--- Source passage ---

2022 National Greenhouse and Energy Reporting (NGER) Scheme: proposed updates

Level 1,
18 National Circuit
Barton ACT 2600
Ph: 02 6267 1800
info@aluminium.org.au

Department of Industry, Science, Energy and Resources
https://consult.industry.gov.au/2022-nger-scheme-proposed-updates/submission

29 April 2022

Dear Minister

Australian Aluminium Council response to National Greenhouse and Energy Reporting Scheme – 2022
Proposed Amendments Discussion Paper

The Australian Aluminium Council (the Council) represents Australia’s bauxite mining, alumina refining,
aluminium smelting and downstream processing industries. The aluminium industry has been operating in
Australia since 1955, and over the decades has been a significant contributor to the nation’s economy. It
includes five large (>10 Mt per annum) bauxite mines plus several smaller mines which collectively produce
over 100 Mt per annum making Australia the world’s largest producer of bauxite. Australia is the world’s
largest exporter of alumina with six alumina refineries producing around 20 Mt per annum of alumina.
Australia is the sixth largest producer of aluminium, with four aluminium smelters and additional
downstream processing industries including more than 20 extrusion presses. Aluminium is Australia’s highest
earning manufacturing export. The industry directly employs more than 17,000 people, including 4,000 full
time equivalent contractors. It also indirectly supports around 60,000 families predominantly in regional
Australia.

--- Task directions ---
Please answer these questions from the aluminium council letter above, one answer per line:
1. What date does the letter carry?
2. Since what year has the aluminium industry been operating in Australia?
3. How many aluminium smelters does Australia have?

--- Entries ---
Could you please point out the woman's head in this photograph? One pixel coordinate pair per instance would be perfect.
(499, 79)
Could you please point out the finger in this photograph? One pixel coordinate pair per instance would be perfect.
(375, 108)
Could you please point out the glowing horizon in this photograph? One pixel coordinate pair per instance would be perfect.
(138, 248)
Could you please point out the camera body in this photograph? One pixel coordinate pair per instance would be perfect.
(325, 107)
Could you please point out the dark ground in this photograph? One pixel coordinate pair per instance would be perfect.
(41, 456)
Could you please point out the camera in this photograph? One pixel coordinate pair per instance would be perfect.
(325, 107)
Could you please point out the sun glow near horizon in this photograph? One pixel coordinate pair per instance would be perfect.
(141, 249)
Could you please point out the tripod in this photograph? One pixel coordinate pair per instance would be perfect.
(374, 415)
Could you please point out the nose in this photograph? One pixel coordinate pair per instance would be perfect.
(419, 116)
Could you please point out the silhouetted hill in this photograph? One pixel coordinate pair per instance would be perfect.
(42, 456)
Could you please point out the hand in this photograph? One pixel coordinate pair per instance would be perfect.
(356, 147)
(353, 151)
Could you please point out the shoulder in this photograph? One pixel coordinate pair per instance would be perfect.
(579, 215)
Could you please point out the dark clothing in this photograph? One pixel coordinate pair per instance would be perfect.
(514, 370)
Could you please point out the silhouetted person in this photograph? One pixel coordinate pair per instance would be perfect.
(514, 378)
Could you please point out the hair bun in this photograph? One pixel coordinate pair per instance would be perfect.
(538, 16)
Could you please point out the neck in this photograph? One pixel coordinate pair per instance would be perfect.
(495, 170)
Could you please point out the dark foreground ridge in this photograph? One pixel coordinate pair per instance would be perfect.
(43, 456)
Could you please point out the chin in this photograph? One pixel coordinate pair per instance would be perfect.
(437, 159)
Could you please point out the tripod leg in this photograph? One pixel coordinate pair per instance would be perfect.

--- Solution to the problem ---
1. 29 April 2022
2. 1955
3. Four